Your tasks –
(a) Answer the following questions using the Marine's account of the helicopter crash.
(i) On what date did the crash occur?
(ii) What model of helicopter was the narrator serving on as a door gunner?
(iii) What did the medic shout upon reaching the narrator?
(b) Rewrite the part of the Marine's account that opens with the words containing "This Marine thought" and closes with "nearly ended. Twice.", replacing "Alive Day" with "Survival Day".

This Marine thought she lost everything when her chopper crashed in Afghanistan. She didn’t realize how tough she actually was
I CELEBRATE IT LIKE IT’S MY BIRTH-day, and in a way it is. Facebook has it down; my family will never forget; my friends call. June 23, the day my helicopter in Afghanistan crashed, is my Alive Day. Because I’m alive, savoring every moment, stoked about all that I can do—snow boarding, climbing the world’s tallest peaks— looking forward to what’s still ahead. But it is also the day on the calendar my life nearly ended. Twice.
June 23, 2012. Four years into my service in the Marines, on my second tour of duty in Afghanistan, I was a door gunner on our Sikorsky CH-53D helicopter in Helmand province. We were resupplying ammunition and transporting soldiers when the helicopter went nose up and fell from the sky. Tethered to the floor with my gunner’s belt, I couldn’t move. In those brief terrifying seconds, all I could do was pray.
The helicopter smashed into the ground. I’m gonna die, I thought. Everything went black—I don’t know for how long. When I opened my eyes, all I could hear was screaming. I couldn’t breathe because of the blood clogging my nose and throat. My teeth were basically gone. So was half my jaw. Then a medic rushed to me. “Stay awake,” he shouted. I wondered how long since we’d crashed, who else had survived.
They wouldn’t give me painkillers— they were afraid how it would affect my rattled brain. I might have traumatic brain injury. My spine was damaged, my left leg useless, muscles torn, bones shattered.

Provided information –
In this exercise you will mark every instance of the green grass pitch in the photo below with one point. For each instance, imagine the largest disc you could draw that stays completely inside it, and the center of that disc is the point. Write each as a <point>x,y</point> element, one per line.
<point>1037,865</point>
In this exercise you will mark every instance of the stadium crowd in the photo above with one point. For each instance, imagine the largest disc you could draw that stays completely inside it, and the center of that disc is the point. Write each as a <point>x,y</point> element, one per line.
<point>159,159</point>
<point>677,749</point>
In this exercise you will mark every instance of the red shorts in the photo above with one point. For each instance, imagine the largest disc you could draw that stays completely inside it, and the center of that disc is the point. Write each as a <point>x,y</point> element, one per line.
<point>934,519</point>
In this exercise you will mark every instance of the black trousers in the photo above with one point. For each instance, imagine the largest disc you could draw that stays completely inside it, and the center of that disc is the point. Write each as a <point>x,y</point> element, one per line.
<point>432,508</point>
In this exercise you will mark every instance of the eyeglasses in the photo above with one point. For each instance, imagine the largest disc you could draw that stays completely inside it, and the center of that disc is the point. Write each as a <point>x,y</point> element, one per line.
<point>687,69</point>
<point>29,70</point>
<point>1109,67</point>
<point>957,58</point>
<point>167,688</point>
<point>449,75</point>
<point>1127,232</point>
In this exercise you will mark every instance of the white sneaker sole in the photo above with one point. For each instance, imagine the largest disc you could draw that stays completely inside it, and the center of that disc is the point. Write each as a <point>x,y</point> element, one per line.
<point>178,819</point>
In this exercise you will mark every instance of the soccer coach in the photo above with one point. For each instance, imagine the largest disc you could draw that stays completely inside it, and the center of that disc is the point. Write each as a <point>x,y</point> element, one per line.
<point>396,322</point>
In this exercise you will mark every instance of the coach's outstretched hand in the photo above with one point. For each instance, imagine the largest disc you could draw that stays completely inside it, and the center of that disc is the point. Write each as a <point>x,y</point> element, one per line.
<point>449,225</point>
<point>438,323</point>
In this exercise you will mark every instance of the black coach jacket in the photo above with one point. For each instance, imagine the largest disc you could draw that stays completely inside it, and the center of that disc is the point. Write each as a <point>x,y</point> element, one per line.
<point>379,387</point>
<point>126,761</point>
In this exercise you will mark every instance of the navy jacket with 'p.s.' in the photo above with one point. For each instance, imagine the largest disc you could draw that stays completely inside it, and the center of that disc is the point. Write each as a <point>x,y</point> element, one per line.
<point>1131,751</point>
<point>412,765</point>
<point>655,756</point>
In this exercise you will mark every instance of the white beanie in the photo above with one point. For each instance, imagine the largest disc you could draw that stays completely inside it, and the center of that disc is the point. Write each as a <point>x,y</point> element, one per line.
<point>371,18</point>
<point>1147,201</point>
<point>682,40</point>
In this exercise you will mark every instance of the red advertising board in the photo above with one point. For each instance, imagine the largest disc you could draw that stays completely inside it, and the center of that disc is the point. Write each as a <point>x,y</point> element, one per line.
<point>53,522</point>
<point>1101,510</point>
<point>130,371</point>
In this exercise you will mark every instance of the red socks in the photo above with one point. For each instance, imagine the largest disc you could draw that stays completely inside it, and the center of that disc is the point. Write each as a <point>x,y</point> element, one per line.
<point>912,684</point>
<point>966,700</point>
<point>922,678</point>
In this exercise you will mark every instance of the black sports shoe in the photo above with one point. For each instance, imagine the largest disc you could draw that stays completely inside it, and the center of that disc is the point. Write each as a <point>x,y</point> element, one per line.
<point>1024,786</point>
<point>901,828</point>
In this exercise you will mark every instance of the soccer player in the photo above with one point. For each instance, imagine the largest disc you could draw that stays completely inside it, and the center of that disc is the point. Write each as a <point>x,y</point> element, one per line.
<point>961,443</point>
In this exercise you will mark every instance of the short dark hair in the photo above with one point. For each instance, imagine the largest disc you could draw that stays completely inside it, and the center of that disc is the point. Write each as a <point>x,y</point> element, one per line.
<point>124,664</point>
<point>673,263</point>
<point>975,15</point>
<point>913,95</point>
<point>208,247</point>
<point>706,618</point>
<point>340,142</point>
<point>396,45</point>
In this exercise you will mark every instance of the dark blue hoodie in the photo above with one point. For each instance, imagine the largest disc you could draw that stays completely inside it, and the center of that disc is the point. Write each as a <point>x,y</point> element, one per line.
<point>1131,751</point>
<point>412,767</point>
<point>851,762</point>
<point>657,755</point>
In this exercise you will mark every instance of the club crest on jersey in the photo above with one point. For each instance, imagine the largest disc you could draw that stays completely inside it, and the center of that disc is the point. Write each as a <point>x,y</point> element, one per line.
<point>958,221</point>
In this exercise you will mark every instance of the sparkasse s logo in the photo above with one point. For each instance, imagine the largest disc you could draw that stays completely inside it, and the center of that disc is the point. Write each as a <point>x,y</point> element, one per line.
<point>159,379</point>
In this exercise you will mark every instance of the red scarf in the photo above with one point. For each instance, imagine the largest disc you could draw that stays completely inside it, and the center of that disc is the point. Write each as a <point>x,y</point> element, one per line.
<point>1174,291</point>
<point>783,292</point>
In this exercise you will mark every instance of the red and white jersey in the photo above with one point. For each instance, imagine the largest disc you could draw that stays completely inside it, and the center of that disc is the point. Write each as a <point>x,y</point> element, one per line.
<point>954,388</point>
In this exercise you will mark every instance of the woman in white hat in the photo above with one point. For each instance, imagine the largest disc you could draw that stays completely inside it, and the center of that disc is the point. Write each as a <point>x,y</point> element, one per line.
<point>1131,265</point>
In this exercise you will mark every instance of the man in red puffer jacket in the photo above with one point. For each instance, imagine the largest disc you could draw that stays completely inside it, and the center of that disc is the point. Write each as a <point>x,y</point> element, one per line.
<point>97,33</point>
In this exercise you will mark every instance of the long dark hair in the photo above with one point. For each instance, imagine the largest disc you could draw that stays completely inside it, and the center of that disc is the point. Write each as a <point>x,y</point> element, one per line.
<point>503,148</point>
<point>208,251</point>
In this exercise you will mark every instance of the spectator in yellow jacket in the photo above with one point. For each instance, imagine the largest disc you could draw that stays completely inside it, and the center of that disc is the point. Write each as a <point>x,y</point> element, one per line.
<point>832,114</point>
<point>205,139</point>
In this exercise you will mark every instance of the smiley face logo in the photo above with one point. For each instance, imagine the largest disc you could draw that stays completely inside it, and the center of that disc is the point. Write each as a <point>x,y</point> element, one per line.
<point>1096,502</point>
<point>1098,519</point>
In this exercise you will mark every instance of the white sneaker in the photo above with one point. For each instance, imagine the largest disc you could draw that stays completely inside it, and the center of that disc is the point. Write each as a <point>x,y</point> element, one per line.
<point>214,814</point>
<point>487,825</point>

Solutions below –
(a)
(i) June 23, 2012
(ii) A Sikorsky CH-53D
(iii) "Stay awake"

(b)
This Marine thought she lost everything when her chopper crashed in Afghanistan. She didn’t realize how tough she actually was
I CELEBRATE IT LIKE IT’S MY BIRTH-day, and in a way it is. Facebook has it down; my family will never forget; my friends call. June 23, the day my helicopter in Afghanistan crashed, is my Survival Day. Because I’m alive, savoring every moment, stoked about all that I can do—snow boarding, climbing the world’s tallest peaks— looking forward to what’s still ahead. But it is also the day on the calendar my life nearly ended. Twice.